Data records
+++

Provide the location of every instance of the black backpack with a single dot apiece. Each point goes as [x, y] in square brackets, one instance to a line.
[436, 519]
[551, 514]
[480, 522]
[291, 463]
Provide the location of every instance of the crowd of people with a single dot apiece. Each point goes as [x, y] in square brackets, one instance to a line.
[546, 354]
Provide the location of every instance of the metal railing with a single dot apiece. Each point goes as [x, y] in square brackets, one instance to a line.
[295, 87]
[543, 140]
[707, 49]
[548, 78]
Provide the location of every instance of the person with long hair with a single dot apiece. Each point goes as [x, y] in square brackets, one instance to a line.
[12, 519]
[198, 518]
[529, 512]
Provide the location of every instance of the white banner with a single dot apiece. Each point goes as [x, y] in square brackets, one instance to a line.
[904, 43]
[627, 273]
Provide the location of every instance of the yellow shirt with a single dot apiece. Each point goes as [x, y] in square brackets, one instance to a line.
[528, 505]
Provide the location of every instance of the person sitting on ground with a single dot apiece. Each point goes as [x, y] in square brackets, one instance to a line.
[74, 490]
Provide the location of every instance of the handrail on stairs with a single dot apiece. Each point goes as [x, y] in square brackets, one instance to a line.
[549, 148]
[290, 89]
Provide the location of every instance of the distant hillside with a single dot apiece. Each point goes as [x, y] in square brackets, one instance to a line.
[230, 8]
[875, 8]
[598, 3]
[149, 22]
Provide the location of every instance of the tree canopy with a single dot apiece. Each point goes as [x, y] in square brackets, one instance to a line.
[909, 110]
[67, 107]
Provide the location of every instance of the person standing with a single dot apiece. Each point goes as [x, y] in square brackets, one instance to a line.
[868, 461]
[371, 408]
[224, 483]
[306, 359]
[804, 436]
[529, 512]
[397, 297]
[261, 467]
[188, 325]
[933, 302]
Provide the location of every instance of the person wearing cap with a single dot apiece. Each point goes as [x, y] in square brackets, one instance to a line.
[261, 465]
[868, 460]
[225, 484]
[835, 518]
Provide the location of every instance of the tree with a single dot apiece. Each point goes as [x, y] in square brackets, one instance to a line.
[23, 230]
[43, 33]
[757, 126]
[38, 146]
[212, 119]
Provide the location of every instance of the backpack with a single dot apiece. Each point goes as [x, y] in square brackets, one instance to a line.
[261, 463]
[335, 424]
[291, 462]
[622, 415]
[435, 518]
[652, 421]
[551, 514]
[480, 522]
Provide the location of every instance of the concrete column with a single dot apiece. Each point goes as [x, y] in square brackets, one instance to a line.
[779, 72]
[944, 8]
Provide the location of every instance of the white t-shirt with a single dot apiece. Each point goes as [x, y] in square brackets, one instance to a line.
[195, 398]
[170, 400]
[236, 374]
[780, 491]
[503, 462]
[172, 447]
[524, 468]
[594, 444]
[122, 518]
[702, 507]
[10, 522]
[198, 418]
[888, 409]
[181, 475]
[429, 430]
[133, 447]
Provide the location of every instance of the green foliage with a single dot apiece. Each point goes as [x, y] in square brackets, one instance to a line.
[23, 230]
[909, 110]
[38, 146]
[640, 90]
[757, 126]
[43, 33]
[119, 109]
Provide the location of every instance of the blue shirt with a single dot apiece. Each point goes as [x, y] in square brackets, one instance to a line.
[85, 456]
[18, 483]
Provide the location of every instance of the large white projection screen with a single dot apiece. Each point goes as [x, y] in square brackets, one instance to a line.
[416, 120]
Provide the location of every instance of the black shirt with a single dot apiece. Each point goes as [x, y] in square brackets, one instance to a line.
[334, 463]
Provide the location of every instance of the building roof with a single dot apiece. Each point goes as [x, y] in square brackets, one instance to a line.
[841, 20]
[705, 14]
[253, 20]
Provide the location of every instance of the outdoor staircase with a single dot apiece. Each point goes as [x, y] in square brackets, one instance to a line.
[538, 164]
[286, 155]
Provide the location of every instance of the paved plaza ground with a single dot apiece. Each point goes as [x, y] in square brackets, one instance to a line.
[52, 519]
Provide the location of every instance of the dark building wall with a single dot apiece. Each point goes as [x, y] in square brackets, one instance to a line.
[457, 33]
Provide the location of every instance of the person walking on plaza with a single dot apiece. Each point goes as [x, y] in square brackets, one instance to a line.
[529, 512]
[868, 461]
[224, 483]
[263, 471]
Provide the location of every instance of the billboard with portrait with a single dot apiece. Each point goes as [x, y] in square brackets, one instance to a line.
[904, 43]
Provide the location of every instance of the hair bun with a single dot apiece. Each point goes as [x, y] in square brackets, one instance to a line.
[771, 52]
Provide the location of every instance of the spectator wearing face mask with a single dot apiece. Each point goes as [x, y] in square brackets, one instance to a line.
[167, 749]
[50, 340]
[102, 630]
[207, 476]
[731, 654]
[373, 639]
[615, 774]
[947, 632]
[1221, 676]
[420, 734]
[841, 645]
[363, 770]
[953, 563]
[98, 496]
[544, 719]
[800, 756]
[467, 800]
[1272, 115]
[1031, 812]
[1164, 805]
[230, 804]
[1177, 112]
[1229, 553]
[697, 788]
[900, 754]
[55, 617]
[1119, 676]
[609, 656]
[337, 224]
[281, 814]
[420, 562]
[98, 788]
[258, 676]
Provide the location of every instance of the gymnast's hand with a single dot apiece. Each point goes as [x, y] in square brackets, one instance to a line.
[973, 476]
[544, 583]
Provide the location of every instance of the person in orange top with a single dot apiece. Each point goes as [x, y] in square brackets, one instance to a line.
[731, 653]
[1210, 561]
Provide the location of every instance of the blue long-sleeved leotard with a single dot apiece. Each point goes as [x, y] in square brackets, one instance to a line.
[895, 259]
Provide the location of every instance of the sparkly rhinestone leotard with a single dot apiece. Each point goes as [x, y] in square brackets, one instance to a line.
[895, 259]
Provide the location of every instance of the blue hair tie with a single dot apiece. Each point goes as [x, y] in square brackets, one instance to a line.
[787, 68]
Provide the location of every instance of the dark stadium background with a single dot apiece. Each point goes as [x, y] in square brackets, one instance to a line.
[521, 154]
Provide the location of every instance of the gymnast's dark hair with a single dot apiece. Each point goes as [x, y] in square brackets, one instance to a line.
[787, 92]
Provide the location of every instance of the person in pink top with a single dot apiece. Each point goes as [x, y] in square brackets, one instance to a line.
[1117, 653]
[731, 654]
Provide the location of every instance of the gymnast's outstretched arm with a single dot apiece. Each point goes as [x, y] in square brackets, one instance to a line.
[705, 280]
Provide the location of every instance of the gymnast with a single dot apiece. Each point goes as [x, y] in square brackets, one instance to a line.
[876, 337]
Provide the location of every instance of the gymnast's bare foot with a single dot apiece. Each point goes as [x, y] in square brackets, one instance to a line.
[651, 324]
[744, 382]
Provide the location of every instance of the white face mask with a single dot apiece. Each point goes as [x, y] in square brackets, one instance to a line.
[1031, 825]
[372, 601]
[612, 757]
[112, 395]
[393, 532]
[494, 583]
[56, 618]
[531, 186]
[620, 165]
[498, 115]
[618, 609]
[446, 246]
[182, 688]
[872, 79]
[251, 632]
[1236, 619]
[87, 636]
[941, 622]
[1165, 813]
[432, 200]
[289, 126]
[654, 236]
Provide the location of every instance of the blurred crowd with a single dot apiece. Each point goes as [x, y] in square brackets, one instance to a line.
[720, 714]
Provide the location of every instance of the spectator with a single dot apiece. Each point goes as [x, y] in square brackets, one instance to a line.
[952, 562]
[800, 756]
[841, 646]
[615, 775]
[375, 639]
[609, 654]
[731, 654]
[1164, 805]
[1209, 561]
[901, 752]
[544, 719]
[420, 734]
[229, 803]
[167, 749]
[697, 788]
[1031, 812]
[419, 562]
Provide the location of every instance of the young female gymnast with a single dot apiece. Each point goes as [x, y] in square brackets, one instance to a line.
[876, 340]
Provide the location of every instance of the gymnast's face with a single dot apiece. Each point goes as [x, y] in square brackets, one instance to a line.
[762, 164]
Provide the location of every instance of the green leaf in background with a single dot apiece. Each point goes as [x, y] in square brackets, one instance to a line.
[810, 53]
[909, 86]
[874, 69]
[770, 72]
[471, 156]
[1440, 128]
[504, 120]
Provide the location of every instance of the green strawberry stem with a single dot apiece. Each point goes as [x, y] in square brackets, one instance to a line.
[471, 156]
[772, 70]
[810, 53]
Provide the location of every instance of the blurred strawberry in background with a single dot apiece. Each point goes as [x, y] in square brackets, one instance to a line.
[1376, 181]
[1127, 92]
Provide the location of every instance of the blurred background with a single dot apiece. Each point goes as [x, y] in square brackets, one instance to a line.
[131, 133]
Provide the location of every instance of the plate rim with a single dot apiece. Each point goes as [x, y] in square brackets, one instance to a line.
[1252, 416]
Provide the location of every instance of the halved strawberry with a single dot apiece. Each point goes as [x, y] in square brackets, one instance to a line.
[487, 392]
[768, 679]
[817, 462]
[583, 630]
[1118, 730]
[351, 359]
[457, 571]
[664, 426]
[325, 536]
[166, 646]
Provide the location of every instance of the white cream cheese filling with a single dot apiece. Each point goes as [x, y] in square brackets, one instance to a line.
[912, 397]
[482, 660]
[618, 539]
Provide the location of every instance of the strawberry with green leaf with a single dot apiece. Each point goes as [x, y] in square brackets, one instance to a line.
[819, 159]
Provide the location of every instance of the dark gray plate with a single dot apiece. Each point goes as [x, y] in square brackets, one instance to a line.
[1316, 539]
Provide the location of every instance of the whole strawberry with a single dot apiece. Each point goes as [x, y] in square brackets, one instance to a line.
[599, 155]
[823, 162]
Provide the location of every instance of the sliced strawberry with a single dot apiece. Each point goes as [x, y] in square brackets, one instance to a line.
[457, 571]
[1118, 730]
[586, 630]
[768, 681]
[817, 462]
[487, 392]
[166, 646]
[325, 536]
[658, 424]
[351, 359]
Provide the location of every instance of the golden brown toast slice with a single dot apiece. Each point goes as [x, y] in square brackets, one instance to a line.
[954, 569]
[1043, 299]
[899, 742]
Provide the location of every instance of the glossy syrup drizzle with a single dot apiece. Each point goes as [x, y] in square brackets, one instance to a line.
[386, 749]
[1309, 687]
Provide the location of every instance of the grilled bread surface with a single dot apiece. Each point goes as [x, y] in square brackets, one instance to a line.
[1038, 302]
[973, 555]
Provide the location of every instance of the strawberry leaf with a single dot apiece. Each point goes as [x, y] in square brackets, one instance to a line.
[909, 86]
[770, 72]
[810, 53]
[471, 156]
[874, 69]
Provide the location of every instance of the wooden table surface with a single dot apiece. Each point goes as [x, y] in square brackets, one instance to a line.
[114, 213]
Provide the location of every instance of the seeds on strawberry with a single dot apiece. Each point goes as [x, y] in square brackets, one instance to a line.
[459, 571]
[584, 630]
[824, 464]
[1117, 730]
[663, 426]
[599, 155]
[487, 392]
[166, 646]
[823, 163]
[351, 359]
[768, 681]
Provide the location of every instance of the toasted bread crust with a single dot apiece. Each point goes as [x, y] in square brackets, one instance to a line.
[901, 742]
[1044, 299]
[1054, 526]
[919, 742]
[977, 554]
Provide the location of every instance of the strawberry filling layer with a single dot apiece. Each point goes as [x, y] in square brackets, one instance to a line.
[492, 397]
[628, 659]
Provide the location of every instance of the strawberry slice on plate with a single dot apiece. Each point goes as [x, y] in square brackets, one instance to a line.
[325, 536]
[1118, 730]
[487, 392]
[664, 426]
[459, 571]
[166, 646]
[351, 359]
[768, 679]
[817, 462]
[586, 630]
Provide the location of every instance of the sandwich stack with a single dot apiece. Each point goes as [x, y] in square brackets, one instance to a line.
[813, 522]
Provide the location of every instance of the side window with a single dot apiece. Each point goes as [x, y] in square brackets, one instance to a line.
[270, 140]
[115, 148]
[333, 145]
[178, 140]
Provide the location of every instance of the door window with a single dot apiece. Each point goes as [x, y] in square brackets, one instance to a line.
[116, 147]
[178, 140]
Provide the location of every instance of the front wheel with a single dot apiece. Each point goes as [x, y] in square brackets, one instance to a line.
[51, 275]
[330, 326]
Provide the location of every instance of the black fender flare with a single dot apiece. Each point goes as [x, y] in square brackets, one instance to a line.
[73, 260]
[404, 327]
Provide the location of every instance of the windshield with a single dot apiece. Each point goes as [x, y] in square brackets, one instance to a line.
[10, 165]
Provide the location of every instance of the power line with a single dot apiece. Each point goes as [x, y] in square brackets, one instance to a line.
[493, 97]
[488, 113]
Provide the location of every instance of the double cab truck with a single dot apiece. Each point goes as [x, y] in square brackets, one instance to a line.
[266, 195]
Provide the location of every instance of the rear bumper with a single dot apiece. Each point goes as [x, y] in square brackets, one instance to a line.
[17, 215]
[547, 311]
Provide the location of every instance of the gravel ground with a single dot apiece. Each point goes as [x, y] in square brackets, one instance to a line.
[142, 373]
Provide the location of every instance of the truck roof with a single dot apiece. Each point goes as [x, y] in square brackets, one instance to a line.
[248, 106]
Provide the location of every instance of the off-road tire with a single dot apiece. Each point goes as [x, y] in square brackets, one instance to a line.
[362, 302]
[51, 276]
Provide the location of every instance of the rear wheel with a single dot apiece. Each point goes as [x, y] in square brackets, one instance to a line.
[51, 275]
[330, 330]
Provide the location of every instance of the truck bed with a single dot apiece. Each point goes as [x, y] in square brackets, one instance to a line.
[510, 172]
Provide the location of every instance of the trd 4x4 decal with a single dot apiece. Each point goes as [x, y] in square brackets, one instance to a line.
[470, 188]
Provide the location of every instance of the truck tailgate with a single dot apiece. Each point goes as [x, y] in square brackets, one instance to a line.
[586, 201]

+++

Each line from the one containing "Provide the location of every instance of the rear wheel" to the end of the listing above should be copied exactly, and nothing else.

RIGHT ANSWER:
Provide the location of every instance of the rear wheel with a single dot apiece. Each point goes as [x, y] in square brackets, one instance to a line.
[51, 275]
[330, 330]
Provide the location of every instance of the truck bed with a single dot apiece. Each point goes as [x, y] in square brackets, one instance to a line.
[510, 172]
Provide the location of every instance of the trd 4x4 decal with a single dot apiece. Each point goes as [x, y] in square brackets, one instance to a line.
[470, 188]
Provide the location of every instance of the truck tailgate with a single dot apiece. Each point goes as [x, y] in square brackets, one instance to a line.
[586, 201]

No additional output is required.